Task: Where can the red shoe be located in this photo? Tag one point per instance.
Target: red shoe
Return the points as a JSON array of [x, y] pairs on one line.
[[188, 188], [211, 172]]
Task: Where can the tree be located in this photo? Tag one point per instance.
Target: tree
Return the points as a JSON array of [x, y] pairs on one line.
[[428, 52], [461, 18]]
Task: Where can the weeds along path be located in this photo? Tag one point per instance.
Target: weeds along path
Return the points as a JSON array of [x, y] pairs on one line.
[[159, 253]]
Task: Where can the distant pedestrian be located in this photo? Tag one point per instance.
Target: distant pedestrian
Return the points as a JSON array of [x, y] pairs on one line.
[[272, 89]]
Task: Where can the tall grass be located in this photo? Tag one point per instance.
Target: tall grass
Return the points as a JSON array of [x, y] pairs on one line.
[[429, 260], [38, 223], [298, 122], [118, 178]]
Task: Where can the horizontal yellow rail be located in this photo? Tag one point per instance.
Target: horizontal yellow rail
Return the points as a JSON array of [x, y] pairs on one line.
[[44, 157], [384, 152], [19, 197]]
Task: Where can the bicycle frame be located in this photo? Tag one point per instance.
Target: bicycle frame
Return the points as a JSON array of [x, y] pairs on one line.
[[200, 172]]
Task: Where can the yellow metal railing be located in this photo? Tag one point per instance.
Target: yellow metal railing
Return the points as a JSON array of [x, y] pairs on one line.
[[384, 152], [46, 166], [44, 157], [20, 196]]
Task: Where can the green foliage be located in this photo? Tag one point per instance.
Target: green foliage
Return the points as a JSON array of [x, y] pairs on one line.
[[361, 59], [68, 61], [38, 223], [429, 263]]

**WHAT THIS TASK INVOLVES:**
Copy every line of the listing that includes the string "grass".

**RESPONSE AREA:**
Task: Where can the tall grass be located in this photo? Tag one point per instance.
Target: tall grass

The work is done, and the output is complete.